◆ WHAT IS EXPECTED ◆
Go through the records below and copy out every line holding "TARGET".
*** SUPPLIED MATERIAL ***
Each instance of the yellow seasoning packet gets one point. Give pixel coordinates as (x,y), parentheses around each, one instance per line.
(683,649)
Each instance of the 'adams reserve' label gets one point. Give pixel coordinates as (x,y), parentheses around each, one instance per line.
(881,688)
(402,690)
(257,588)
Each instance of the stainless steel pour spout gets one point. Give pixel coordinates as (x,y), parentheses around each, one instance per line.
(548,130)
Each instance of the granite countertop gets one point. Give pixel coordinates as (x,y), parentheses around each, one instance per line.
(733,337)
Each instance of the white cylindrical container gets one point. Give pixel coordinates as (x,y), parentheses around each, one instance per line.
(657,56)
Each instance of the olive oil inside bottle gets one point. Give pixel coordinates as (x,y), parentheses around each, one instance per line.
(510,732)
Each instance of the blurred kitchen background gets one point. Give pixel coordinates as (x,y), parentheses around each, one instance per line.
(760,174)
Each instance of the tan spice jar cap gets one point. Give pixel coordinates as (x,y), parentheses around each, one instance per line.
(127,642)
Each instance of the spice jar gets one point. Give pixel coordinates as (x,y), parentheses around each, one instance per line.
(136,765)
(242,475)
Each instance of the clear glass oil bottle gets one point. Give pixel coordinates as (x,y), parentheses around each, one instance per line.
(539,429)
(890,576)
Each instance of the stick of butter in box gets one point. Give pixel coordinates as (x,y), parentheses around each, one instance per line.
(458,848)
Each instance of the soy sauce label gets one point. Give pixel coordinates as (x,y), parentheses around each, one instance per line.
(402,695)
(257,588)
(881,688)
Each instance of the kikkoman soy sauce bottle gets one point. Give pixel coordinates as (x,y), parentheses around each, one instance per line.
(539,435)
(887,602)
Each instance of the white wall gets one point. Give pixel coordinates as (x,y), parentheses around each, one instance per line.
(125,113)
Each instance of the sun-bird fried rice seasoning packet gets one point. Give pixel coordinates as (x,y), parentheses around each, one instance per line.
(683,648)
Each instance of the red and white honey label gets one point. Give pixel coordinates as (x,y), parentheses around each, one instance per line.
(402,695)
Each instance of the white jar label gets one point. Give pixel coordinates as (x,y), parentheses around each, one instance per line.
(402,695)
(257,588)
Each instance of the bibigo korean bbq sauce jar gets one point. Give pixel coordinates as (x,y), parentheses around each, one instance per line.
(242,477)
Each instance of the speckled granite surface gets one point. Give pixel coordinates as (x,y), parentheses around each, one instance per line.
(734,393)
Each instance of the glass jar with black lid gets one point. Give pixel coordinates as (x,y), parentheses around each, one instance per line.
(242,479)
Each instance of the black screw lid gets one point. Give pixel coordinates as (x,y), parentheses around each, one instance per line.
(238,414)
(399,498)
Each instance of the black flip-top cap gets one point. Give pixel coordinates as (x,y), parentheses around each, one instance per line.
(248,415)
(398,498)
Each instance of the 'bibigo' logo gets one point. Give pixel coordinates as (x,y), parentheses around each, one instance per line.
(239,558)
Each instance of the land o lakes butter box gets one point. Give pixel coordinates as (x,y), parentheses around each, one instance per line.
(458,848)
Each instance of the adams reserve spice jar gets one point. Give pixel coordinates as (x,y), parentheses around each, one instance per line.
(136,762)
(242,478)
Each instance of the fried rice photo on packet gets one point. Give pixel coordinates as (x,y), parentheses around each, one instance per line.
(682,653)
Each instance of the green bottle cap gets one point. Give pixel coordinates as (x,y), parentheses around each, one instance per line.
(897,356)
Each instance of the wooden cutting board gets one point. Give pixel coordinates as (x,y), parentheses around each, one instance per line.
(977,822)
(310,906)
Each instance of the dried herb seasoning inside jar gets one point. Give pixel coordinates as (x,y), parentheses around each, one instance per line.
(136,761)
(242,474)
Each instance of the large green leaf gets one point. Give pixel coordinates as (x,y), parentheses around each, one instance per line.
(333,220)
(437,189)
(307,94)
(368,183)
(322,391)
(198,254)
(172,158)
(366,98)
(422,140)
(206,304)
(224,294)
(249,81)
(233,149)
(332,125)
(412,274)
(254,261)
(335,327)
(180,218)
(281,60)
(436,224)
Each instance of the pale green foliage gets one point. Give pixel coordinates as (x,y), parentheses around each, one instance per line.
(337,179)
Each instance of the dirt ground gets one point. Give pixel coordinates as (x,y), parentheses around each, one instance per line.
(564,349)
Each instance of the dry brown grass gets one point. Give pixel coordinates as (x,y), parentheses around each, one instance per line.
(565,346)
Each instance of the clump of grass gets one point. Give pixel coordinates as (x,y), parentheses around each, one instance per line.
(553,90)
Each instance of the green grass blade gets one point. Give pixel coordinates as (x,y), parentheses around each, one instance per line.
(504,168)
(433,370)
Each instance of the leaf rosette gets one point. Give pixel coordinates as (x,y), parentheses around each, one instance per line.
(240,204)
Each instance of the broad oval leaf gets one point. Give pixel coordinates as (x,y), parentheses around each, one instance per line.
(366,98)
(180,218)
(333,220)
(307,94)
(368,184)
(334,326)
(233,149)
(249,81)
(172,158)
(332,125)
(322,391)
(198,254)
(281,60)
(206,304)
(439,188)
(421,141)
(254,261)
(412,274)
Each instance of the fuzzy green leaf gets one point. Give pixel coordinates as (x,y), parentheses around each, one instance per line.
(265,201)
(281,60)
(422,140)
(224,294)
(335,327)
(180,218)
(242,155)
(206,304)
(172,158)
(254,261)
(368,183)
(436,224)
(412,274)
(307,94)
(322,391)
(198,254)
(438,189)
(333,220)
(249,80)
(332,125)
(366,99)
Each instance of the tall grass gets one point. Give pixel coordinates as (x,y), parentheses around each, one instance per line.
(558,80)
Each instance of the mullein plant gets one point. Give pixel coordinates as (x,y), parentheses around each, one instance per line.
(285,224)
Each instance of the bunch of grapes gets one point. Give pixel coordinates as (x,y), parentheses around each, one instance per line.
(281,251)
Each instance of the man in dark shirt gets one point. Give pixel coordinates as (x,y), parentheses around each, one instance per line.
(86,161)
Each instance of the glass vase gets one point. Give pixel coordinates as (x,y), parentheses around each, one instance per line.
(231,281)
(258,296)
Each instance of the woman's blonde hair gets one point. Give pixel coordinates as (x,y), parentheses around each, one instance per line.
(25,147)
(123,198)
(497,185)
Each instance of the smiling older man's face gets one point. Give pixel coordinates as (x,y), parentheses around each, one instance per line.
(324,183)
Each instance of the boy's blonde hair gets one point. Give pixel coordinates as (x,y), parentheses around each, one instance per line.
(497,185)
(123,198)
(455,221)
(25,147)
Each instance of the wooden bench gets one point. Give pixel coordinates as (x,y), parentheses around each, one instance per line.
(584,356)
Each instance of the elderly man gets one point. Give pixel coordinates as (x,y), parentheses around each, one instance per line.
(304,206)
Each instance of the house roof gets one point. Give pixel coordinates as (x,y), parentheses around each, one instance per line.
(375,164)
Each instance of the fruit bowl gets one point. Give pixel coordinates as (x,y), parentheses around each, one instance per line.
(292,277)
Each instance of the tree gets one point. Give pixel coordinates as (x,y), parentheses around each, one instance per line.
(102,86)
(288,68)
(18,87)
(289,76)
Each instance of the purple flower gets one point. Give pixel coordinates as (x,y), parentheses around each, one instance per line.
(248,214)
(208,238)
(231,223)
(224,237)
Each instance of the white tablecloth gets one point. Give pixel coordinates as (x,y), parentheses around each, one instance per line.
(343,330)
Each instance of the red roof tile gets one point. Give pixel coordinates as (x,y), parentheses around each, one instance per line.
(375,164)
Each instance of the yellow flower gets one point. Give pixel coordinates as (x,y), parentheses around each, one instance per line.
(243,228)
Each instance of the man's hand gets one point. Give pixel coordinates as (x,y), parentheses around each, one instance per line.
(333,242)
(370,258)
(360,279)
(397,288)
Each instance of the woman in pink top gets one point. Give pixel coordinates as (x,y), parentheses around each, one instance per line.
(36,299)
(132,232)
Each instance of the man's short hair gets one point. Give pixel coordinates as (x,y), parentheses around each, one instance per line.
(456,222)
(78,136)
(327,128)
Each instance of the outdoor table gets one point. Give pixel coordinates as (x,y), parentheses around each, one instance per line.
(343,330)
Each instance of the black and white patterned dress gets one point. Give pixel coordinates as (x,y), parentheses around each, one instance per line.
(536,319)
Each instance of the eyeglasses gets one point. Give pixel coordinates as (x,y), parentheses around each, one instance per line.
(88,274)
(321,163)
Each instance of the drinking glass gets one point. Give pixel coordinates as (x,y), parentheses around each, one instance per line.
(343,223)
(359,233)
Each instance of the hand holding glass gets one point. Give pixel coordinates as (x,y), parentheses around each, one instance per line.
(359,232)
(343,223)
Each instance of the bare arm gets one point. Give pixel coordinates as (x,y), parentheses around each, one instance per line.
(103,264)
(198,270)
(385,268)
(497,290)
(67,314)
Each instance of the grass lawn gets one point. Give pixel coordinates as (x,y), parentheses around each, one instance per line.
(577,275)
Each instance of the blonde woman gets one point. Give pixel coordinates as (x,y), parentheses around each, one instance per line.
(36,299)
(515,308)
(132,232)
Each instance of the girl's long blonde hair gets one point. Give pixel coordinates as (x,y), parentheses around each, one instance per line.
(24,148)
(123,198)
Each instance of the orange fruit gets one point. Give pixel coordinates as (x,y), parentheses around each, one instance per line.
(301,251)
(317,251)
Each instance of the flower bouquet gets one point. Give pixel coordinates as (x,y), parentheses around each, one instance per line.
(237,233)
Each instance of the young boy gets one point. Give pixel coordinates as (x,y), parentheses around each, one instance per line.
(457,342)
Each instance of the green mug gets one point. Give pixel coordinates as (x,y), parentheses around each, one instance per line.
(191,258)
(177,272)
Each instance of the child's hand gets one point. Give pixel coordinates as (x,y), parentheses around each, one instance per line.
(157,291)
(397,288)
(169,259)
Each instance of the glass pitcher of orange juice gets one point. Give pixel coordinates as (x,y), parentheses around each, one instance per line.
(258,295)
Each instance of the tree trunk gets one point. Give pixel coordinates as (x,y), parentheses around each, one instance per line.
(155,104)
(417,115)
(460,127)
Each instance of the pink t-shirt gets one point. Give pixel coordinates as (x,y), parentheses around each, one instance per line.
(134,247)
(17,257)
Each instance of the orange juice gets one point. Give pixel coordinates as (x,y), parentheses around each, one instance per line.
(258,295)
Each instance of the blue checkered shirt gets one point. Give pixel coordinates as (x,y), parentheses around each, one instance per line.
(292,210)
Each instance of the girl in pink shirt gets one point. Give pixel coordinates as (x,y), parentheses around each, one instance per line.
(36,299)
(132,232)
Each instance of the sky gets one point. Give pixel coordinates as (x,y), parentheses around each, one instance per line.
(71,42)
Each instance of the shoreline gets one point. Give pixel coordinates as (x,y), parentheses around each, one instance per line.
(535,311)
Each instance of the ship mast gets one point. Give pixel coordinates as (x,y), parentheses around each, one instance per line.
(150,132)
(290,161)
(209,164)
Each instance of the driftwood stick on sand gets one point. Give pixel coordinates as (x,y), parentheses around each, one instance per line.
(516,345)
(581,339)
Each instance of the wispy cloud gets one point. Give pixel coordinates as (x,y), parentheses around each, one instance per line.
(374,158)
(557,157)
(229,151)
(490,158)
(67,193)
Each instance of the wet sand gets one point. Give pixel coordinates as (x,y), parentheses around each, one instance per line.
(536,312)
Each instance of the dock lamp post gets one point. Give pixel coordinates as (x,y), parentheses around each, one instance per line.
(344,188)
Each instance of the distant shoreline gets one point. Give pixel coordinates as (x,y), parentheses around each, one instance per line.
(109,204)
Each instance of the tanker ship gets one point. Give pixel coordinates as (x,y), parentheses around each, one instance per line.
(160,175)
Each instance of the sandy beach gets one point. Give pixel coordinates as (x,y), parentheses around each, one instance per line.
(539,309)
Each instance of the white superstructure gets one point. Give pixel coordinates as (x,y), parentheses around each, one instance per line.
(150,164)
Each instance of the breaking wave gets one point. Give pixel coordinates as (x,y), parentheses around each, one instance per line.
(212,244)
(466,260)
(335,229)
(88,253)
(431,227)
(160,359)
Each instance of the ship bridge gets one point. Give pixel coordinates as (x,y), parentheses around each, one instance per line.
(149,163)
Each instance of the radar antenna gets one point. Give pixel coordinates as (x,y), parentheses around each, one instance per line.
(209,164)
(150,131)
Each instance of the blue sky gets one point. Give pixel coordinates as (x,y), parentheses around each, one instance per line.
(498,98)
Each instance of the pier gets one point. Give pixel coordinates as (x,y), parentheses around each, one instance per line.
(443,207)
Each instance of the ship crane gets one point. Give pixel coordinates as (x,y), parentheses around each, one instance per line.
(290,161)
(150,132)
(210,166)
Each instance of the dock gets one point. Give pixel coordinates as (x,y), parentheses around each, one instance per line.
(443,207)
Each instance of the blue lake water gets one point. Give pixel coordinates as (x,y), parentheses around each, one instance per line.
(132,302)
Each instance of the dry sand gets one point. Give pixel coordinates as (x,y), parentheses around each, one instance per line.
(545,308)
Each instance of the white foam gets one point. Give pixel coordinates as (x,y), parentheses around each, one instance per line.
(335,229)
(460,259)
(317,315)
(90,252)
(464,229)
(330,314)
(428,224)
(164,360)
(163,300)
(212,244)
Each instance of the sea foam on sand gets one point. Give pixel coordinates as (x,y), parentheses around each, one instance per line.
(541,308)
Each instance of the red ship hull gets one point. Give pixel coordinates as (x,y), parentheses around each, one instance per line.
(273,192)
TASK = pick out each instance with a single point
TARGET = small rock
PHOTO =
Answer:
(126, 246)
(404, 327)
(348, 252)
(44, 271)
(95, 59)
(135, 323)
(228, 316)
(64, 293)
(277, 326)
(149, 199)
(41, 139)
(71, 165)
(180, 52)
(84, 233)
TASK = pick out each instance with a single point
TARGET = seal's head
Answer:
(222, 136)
***
◆ RESPONSE ◆
TARGET = small rock
TARGET = seal's head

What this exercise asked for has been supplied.